[WHAT THIS TASK INVOLVES] Your job is to transcribe the material exactly, every line included.

[GIVEN DATA]
- - -

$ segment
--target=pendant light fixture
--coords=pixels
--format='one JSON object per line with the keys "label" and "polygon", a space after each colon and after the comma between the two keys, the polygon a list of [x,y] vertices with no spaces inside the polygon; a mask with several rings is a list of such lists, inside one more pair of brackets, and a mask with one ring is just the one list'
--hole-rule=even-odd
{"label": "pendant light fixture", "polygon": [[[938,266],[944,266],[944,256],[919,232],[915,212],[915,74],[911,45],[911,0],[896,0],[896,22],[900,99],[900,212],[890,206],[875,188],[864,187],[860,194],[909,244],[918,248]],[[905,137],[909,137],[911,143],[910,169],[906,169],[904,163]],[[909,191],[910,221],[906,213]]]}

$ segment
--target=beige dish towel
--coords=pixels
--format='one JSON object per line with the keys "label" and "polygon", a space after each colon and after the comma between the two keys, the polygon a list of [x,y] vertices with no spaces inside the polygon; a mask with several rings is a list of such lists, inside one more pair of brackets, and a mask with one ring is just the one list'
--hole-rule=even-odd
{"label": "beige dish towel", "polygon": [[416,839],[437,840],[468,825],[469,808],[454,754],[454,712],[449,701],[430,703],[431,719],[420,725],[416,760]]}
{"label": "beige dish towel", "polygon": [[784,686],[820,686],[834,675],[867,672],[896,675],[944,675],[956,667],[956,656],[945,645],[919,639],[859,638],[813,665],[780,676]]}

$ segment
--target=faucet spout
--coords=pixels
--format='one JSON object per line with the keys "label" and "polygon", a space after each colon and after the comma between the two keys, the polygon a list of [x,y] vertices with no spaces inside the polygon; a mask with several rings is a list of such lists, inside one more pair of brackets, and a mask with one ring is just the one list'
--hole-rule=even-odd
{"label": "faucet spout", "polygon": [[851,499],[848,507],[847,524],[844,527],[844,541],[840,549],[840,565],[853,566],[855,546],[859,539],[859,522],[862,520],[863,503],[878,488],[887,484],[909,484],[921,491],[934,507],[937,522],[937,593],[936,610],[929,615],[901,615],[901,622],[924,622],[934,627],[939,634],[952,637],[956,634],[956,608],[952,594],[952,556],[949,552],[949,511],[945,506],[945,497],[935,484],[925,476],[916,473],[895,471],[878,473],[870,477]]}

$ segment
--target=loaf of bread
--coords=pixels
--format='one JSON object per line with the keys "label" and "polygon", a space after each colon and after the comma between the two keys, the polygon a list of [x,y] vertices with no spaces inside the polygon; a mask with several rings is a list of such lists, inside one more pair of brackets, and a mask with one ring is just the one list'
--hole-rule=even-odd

- - -

[EXERCISE RESULT]
$ segment
--target=pendant light fixture
--coords=pixels
--format='one JSON object per line with the keys "label" and "polygon", a space after each colon and after the comma between the two keys, the polygon a list of [x,y] vertices with no spaces inside the polygon; a mask with several rings is a list of such lists, inside one more pair of brackets, and a mask with one ring is just the one list'
--hole-rule=even-odd
{"label": "pendant light fixture", "polygon": [[[938,266],[944,266],[944,256],[919,232],[915,212],[915,74],[911,45],[911,0],[896,0],[896,22],[900,99],[900,212],[890,206],[875,188],[864,187],[860,194],[909,244],[918,248]],[[905,137],[909,137],[911,143],[910,169],[906,169],[904,163]],[[909,191],[910,221],[906,213]]]}

$ segment
--target=beige dish towel
--coords=pixels
--format='one JSON object per line with the keys "label" and "polygon", a space after each colon and after the comma between the two keys, the polygon a list of [x,y] vertices with no spaces inside the polygon; a mask with several rings is a list of such lists, inside one more pair of brackets, and a mask with one ring is just the one list'
--hole-rule=even-odd
{"label": "beige dish towel", "polygon": [[416,839],[437,840],[468,825],[469,808],[454,754],[454,712],[449,701],[430,703],[431,719],[420,725],[416,760]]}
{"label": "beige dish towel", "polygon": [[784,686],[820,686],[834,675],[867,672],[896,675],[944,675],[956,667],[956,656],[945,645],[919,639],[859,638],[813,665],[780,676]]}

$ segment
--target=faucet spout
--coords=pixels
--format='one JSON object per line with the keys "label" and "polygon", a space after each colon and after the comma between the two keys, the polygon a list of [x,y] vertices with no spaces inside the polygon; a mask with several rings is a list of such lists, inside one more pair of brackets, and a mask with one ring is just the one list'
--hole-rule=even-odd
{"label": "faucet spout", "polygon": [[851,499],[848,507],[847,524],[844,527],[844,541],[840,549],[840,565],[853,566],[855,546],[859,539],[859,522],[862,520],[863,503],[878,488],[887,484],[909,484],[921,491],[934,507],[937,522],[937,593],[936,610],[929,615],[901,615],[901,622],[924,622],[934,627],[939,634],[952,637],[956,634],[956,608],[952,594],[952,556],[949,552],[949,511],[945,506],[945,497],[935,484],[925,476],[916,473],[895,471],[878,473],[870,477]]}

$ segment
--target=loaf of bread
--coords=pixels
--format='one JSON object per line with the keys "label" and "polygon", a space after each colon and after the comma between the two keys, the polygon a list of [x,y] vertices with no spaces inside the polygon; a mask with several rings is a list of such lists, inside one more pair of brackets, and a mask with one ring is just the one list'
--hole-rule=even-odd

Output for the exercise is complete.